▸ TASK SET:
1. According to the Bleachers review, how many years had Neely Crenshaw been away from Messina?
2. Carry on with the review of Grisham's "Bleachers" from its last sentence.

3.0 out of 5 stars A Good Game, April 28 2009
By Jamieson Villeneuve "Author at Large" (Ottawa Ontario Canada) - See all my reviews
(TOP 500 REVIEWER)    (REAL NAME)   
This review is from: Bleachers (Paperback)
John Grisham's new novel, "Bleachers," is another of his forays into regular fiction. I am always wary of when an author tries new things, but after the success of his other non-legal thrillers ("Skipping Christmas" and "A Painted House") I was excited to read this book. Unfortunately, the book failed to excite me.

Neely Crenshaw is going back home to Messina, a small Mississippi town, to attend the funeral of his old football coach Eddie Rake. Neely has also come back to chase some ghosts that have haunted him: the lights of the football field, a girl he loved and coach Eddie Rake, a man that Neely loved to hate. Neely left Messina and had not returned for fifteen years.

When Neely arrives, the town is already in mourning, though not much has changed in fifteen years. Eddie Rake is, according to rumor, holding on by a thread, close to death and wasting away. Neely stops at the football field, the bleachers, where his life was shaped for him. Neely had been an All American football player, number 19 and famous at eighteen. The bleachers and the field shaped him and made him who he was.

▸ DATA SHOWN:
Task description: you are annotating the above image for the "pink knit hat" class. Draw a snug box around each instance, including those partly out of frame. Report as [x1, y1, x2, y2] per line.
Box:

▸ OUTPUTS IN ORDER:
1. Fifteen years.

2.
Others begin to gather at the field, an impromptu vigil for Rake. As more and more football players arrive, they all begin to rehash the old games, the old plays. Each has a story to tell or a memory of the game, of Rake. The Spartans won thirteen titles, all under the tutelage of Coach Eddie Rake. There are a lot of memories in thirteen titles.

Neely also has some unfinished business to take care of. A girl he hurt fifteen years ago. Will she be able to forgive him after all this time? And, as the town continues to mourn, questions are asked: what happened in the game where Neely broke his wrist? What happened in the locker room that day? And what happened to Coach Rake?

As Neely tries to decide whether or not he hates or loves Coach Rake, others get ready to wait for Rake's death. They want to know what happened, what went down. Is Neely finally ready to unravel a secret that is fifteen years old?

If you love football, you will probably like "Bleachers". I'm not a big football fan, but that didn't take away from the book too much. Grisham's descriptive writing makes you feel as if you are there, as if you can see the sweat on the player's backs. Unfortunately, good writing is all that is good about this book.

The book is really short, for one thing; at a slim 163 pages, I was able to finish it in a day. Not much happens, either. There is one plot to the book and it could have been written in ten pages. Basically, in 163 pages, nothing happens. Neely goes home, the coach is buried, a bunch of men reminisce about the past and that's it. There are no surprises here.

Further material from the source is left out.